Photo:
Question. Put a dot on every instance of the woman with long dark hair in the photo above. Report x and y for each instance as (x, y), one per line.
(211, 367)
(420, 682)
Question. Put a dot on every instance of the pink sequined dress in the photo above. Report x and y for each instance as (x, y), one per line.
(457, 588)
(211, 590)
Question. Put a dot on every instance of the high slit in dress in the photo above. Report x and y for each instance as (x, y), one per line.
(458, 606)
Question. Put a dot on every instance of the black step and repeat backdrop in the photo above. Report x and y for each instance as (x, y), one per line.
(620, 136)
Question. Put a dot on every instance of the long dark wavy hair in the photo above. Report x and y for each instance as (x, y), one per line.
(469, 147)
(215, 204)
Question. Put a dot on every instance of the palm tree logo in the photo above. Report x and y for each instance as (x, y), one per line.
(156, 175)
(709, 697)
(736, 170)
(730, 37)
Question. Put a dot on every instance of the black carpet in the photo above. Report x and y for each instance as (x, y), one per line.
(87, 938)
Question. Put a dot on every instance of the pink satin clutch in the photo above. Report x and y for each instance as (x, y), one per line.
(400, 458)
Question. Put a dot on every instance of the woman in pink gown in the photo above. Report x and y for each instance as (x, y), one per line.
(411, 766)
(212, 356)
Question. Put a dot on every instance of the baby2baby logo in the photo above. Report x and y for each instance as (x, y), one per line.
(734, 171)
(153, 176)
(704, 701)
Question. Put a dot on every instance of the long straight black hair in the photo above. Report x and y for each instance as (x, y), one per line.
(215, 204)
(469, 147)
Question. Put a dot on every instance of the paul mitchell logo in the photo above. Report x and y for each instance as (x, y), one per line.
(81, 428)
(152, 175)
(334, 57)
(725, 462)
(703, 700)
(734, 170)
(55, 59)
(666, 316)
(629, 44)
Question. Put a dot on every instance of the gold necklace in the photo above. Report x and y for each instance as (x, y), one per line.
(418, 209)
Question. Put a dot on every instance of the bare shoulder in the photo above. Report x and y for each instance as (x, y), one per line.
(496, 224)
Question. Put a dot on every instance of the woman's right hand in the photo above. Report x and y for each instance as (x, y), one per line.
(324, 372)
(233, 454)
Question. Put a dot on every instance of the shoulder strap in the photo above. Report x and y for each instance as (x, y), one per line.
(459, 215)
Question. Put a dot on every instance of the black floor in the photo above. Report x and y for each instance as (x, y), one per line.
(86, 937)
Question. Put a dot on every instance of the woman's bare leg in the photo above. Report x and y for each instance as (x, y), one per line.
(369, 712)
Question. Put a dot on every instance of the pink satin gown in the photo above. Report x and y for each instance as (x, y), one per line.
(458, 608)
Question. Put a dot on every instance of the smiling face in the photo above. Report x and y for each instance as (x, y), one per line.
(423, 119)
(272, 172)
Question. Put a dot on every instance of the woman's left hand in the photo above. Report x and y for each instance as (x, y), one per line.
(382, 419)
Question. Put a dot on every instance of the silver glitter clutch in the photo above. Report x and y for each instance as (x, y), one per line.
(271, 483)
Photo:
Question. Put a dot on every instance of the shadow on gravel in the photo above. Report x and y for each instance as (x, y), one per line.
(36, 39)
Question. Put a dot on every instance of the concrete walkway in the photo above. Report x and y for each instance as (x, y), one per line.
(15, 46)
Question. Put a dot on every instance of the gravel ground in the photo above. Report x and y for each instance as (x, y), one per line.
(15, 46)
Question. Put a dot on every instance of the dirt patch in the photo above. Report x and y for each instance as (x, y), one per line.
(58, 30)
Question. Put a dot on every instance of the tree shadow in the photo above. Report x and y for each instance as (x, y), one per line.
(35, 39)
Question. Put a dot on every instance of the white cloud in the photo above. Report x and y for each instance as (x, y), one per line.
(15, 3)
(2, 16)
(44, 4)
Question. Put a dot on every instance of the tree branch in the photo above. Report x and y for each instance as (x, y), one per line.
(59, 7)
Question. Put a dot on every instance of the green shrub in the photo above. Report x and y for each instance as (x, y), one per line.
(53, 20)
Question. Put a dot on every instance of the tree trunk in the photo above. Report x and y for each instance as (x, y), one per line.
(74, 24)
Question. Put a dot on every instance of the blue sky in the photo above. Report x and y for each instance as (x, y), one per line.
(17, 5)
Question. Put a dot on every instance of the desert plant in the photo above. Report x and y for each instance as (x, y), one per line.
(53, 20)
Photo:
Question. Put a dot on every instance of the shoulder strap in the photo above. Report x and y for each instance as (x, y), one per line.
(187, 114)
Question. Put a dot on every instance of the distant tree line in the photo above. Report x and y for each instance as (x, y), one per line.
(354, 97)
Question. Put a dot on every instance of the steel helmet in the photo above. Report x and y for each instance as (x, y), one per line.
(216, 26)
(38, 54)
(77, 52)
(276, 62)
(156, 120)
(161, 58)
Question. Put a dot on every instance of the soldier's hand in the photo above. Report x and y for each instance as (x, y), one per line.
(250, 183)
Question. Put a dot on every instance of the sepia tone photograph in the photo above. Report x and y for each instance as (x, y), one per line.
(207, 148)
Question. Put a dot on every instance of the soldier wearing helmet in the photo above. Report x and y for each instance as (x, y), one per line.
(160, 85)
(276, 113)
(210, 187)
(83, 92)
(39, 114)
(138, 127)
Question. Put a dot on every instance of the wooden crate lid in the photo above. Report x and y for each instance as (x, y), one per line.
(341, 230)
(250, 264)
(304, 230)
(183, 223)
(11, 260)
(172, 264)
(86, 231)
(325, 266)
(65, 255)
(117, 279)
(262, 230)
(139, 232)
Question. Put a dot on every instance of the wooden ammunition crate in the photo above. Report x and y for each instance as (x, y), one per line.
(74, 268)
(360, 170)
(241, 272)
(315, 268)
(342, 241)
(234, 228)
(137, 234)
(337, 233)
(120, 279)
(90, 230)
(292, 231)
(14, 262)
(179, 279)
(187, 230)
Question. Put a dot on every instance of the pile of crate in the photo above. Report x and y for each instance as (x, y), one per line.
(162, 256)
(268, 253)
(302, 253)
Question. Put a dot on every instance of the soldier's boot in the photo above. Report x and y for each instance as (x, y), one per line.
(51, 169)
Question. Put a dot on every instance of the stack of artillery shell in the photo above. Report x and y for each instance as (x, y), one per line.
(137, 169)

= = =

- Work to be completed: Each record should come back exactly as written.

- Answer to this exercise:
Photo:
Question. Put a dot on every instance of the woman with long dark hair in the photo above. Report x and y for each instance as (x, y), one per line.
(211, 367)
(420, 682)
Question. Put a dot on every instance of the pink sequined dress in the photo above. Report x and y for each instance as (x, y), one per line.
(457, 588)
(211, 590)
Question. Put a dot on every instance of the high slit in dress in the photo above. Report x and y for each instance as (x, y), one per line.
(458, 606)
Question. Put a dot on every instance of the black step and repeat backdrop in the photo above. Report x and y for each instance as (x, y), one per line.
(620, 136)
Question. Put a dot on every instance of the long dark wavy hair in the photo above. Report x and y for each instance as (x, y), one per line.
(469, 147)
(215, 204)
Question. Put a dot on every instance of the palm tree logo in the photo above. Report x and y for each instance as (x, y), one per line.
(156, 175)
(709, 697)
(736, 170)
(730, 37)
Question. Put a dot on every instance of the black carpet in the photo above. Report x and y for each instance as (x, y), one per line.
(87, 938)
Question. Put a dot on every instance of the pink satin clutch in the photo above. Report x and y for each instance as (x, y), one per line.
(400, 458)
Question. Put a dot on every instance of the woman in pink gown in the photo above. Report x and y for each instance as (x, y), one per line.
(411, 766)
(212, 356)
Question. Put a dot on every instance of the baby2baby logo in the photo above. Report x and y for each instance as (x, y), one per line.
(734, 171)
(153, 176)
(704, 701)
Question. Put a dot on every instance of the long straight black hair in the photo above. Report x and y for each instance as (x, y), one per line.
(215, 204)
(469, 147)
Question. Put a dot on every instance of the paul mitchell logo in the photo above. Report x and y for each instance as (x, y), one per line.
(81, 428)
(152, 175)
(334, 57)
(725, 462)
(703, 700)
(734, 170)
(55, 59)
(666, 316)
(629, 44)
Question. Put a dot on every instance of the gold necklace in the photo above. Report x and y for each instance as (x, y), one per line.
(418, 209)
Question. Put a dot on every instance of the bare shoulder in the photo above. Report x and y for each instance as (x, y), one per line.
(496, 224)
Question. Put a dot on every instance of the woman's right hand in the photo above. Report x and y for each instance as (x, y), one per line.
(324, 372)
(233, 454)
Question. Put a dot on every instance of the shoulder strap in the photo above. Report x and y for each instance as (x, y), one per line.
(459, 215)
Question. Put a dot on every instance of the black floor in the photo above. Report x and y for each instance as (x, y), one per line.
(86, 937)
Question. Put a dot on every instance of the woman's bare leg in the photo above. Report x and y for each instance as (x, y), one per line.
(369, 712)
Question. Put a dot on every instance of the pink satin gown in the photo above. Report x and y for each instance as (x, y), one per line.
(458, 608)
Question. Put a dot on every instance of the smiling face in the photo above. Report x and y for each instance as (x, y), one per line.
(423, 119)
(272, 172)
Question. Put a dot on every instance of the woman's left hand in the photo above. Report x and y for each instance as (x, y), one per line.
(382, 419)
Question. Put a dot on every instance of the silver glitter clutch in the photo above. Report x and y for each instance as (x, y), one per line.
(271, 483)
Photo:
Question. Put a dot on every instance of the shadow on gravel in the photo above. Report x and y for each instance as (x, y), one per line.
(36, 39)
Question. Put a dot on every instance of the concrete walkway in the photo above. Report x and y for each instance as (x, y), one per line.
(15, 46)
Question. Put a dot on every instance of the gravel ground in the photo above. Report x and y for each instance as (x, y), one per line.
(15, 46)
Question. Put a dot on every instance of the dirt patch in the photo above. Report x and y for each instance as (x, y), one per line.
(58, 30)
Question. Put a dot on every instance of the tree shadow in the photo above. Report x and y for each instance as (x, y), one per line.
(35, 39)
Question. Put a dot on every instance of the white cloud in the photo above. Report x and y for each instance as (x, y), one per line.
(15, 3)
(2, 16)
(44, 4)
Question. Put a dot on every instance of the tree branch in the photo above. Report x and y for each instance as (x, y), one per line.
(59, 7)
Question. Put a dot on every instance of the green shrub in the photo above. Report x and y for each instance as (x, y), one per line.
(53, 20)
Question. Put a dot on every instance of the tree trunk in the photo above. Report x and y for each instance as (x, y), one per line.
(74, 24)
Question. Put a dot on every instance of the blue sky in the photo above. Report x and y for each instance as (x, y), one per line.
(17, 5)
Question. Put a dot on every instance of the desert plant in the photo above. Report x and y for each instance as (x, y), one per line.
(53, 20)
Photo:
Question. Put a dot on every instance of the shoulder strap in the photo above. Report x and y for each instance as (x, y), one per line.
(187, 114)
Question. Put a dot on every instance of the distant tree line in the photo above. Report x and y for each instance as (x, y), one per line.
(354, 97)
Question. Put a dot on every instance of the steel helmet in the photo above. Report x and y for each instance as (x, y), one per line.
(216, 26)
(38, 54)
(77, 52)
(276, 62)
(156, 120)
(161, 58)
Question. Put a dot on every instance of the soldier's hand in the photo above. Report x and y for each instance as (x, y), one per line.
(250, 183)
Question. Put a dot on every instance of the sepia tone photograph in the photo above. Report x and y for each instance as (x, y), one per line.
(207, 148)
Question. Put a dot on every instance of the soldier wearing helmet in the photo above. Report x and y for each instance as (x, y), one per line.
(160, 85)
(276, 113)
(210, 187)
(83, 92)
(39, 114)
(138, 127)
Question. Put a dot on every instance of the wooden crate lid in the photo above. Report x and y for each instance as (x, y), one per line.
(341, 230)
(250, 264)
(304, 230)
(183, 223)
(11, 260)
(172, 264)
(86, 231)
(325, 266)
(65, 255)
(117, 279)
(262, 230)
(139, 232)
Question. Put a dot on every instance of the wooden ammunition crate in the photo above. Report x and y for each instance as (x, y), one per line.
(74, 268)
(360, 170)
(241, 272)
(315, 268)
(342, 241)
(234, 228)
(137, 234)
(337, 233)
(120, 279)
(90, 230)
(292, 231)
(14, 262)
(179, 279)
(187, 230)
Question. Put a dot on every instance of the pile of crate in the photo above. Report x and y for each instance as (x, y), one per line.
(162, 256)
(268, 253)
(302, 253)
Question. Put a dot on every instance of the soldier's boot in the photo above. Report x and y for each instance as (x, y), one per line.
(51, 169)
Question. Put a dot on every instance of the stack of artillery shell in the photo above. Report x and y for each instance as (x, y), one per line.
(137, 169)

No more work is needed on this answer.